── Data excerpts
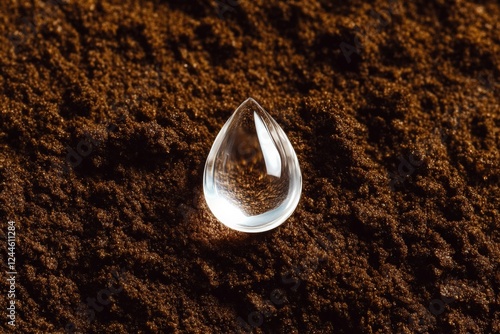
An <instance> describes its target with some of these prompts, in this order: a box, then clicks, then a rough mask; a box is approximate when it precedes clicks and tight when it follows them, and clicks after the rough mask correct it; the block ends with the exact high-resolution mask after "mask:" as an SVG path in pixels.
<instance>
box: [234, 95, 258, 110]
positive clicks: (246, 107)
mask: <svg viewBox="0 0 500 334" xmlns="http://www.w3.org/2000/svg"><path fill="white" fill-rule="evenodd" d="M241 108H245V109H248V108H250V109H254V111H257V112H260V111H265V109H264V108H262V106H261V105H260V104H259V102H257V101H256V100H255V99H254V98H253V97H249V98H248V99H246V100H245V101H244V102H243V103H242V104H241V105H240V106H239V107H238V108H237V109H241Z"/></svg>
────
How to complete this task: Return only the lines of the records in which the string "instance" appears.

Solution to this task:
An <instance> describes its target with some of these prompts, in this order: a box, then clicks, then a rough mask; a box is approximate when it precedes clicks and tight when it follows them, and clicks after the rough mask correct it; the block ends with the exact high-resolution mask after "mask:" as an SVG path in pixels.
<instance>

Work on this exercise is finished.